*Exercise prompt*
Locate each line in the entries below that contains the word "negative" and copy those lines out in full.

*Source data*
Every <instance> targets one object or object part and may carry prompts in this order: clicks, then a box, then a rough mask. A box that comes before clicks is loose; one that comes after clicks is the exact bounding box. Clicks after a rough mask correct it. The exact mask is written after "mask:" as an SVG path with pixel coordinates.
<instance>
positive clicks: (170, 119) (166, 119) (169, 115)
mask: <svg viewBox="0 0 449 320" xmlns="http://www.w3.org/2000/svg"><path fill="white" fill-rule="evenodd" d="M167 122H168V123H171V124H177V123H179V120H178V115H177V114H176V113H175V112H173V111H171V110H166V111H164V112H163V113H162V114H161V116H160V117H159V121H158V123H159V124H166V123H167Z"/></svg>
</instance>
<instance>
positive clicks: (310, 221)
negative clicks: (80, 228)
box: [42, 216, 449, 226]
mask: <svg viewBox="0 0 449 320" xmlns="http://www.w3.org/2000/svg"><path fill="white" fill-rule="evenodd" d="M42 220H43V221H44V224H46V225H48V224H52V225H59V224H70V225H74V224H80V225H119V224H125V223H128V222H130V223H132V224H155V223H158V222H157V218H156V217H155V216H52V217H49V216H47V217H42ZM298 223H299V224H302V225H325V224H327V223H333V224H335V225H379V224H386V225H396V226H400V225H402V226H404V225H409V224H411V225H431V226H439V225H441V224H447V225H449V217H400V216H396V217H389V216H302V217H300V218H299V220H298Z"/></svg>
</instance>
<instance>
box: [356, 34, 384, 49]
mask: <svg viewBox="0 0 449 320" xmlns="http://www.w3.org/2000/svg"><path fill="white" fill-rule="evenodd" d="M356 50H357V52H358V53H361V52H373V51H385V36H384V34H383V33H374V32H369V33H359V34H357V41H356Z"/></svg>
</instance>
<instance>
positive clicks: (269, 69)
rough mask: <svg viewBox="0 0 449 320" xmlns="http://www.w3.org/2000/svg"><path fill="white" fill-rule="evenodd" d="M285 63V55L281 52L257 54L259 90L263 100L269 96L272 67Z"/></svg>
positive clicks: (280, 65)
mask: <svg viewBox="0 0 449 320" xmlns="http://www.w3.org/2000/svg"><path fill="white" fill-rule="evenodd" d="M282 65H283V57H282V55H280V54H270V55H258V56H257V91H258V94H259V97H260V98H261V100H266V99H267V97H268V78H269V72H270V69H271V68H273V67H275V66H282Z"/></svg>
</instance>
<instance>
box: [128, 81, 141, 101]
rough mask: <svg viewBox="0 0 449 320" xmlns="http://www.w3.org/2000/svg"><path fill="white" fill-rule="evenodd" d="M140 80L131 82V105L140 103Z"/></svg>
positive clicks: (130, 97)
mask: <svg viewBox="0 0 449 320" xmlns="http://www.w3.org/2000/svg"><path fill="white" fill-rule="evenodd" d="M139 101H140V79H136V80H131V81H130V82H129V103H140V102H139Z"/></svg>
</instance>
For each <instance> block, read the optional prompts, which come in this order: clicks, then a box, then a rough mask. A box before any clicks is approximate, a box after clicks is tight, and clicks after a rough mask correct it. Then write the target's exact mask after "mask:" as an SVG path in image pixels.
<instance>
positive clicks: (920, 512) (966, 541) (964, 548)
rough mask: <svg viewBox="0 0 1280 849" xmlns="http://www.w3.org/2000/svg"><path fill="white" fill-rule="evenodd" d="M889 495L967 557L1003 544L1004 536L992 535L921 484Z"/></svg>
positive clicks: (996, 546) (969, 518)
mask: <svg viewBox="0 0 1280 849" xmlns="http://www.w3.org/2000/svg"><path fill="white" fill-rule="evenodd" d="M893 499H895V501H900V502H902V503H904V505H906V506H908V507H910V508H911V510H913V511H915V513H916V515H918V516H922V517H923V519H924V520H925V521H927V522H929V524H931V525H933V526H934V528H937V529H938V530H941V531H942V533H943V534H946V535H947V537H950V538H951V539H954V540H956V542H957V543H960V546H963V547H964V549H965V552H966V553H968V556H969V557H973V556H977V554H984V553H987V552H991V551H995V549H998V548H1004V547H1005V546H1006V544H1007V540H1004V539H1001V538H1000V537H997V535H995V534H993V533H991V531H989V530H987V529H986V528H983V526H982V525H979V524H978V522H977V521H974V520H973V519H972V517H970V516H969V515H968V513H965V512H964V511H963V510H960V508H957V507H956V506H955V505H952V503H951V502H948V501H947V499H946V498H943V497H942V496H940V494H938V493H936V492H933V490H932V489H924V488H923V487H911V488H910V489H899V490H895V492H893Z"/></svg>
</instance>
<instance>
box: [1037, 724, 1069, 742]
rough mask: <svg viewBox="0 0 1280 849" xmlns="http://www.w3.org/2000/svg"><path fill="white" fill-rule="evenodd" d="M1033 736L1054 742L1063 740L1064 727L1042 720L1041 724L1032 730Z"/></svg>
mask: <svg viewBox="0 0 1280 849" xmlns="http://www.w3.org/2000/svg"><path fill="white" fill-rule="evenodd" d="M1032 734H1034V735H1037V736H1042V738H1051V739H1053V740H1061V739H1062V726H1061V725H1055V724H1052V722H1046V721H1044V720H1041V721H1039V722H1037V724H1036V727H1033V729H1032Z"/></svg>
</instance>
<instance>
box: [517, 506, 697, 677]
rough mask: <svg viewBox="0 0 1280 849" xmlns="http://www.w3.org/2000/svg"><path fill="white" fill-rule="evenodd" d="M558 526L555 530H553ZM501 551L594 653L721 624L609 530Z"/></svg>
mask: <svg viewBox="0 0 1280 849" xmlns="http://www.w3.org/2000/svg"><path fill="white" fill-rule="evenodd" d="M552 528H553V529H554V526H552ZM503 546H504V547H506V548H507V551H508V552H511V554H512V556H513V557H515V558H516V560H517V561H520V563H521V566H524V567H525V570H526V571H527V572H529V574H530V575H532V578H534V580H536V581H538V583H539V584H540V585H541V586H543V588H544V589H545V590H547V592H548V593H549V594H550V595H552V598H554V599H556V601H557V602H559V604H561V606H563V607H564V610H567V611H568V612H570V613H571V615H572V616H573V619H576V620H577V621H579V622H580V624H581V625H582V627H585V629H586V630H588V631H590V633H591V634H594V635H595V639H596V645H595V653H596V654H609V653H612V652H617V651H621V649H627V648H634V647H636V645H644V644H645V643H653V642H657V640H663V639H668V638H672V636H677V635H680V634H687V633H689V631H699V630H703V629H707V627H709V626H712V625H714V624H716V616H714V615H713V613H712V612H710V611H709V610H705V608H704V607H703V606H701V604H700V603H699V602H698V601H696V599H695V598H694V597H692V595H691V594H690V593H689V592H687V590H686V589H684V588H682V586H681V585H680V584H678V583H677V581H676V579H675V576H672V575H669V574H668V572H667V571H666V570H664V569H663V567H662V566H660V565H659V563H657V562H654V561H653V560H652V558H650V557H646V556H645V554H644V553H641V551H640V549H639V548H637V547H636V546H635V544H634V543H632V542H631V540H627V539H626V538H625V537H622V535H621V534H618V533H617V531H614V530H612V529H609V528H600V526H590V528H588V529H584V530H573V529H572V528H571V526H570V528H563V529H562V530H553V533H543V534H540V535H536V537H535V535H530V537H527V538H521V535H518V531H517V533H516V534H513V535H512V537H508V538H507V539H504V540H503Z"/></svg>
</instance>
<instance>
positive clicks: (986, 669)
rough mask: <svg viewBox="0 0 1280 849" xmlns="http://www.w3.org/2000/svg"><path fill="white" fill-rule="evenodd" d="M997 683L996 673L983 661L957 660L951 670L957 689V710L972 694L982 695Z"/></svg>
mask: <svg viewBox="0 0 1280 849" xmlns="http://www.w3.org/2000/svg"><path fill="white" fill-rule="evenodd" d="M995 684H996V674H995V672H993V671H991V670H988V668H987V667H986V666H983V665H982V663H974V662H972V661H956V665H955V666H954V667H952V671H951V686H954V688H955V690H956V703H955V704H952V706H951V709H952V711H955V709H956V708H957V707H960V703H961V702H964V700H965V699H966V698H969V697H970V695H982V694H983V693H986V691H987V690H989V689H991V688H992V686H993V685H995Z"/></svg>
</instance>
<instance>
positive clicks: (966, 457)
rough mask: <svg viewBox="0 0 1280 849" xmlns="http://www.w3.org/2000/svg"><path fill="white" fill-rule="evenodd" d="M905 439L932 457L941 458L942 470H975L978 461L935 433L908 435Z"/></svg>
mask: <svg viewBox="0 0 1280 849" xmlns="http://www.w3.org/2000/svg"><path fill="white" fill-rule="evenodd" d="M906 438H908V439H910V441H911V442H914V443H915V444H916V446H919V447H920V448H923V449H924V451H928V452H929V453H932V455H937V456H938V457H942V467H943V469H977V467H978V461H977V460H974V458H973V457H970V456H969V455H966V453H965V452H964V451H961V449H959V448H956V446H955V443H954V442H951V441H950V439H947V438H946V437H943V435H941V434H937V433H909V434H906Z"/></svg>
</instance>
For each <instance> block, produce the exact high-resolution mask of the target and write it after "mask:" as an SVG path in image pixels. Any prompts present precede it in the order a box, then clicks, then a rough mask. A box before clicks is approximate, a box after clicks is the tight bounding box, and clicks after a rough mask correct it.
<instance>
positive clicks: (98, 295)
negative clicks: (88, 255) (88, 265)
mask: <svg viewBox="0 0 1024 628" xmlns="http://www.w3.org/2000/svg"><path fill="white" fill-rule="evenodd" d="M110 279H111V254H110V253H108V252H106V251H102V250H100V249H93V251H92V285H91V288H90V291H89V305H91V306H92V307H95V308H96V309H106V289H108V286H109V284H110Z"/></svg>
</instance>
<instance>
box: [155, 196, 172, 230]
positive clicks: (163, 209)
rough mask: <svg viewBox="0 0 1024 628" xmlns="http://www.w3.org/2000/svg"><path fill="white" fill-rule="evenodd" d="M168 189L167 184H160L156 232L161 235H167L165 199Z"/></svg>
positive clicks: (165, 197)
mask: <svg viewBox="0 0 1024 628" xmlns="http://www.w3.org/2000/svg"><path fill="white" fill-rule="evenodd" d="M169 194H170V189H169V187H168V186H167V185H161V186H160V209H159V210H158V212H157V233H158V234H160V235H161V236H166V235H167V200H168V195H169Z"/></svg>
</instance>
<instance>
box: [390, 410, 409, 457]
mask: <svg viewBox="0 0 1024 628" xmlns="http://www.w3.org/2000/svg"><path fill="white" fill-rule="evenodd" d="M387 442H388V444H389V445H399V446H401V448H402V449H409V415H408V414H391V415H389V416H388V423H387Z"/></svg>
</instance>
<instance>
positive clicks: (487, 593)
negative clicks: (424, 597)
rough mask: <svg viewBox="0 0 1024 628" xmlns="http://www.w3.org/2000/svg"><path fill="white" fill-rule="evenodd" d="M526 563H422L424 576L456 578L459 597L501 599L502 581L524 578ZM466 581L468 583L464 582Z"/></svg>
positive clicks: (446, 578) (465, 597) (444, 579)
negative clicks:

*Answer box*
negative clicks: (80, 228)
negative clicks: (88, 255) (88, 265)
negative clicks: (424, 597)
negative clicks:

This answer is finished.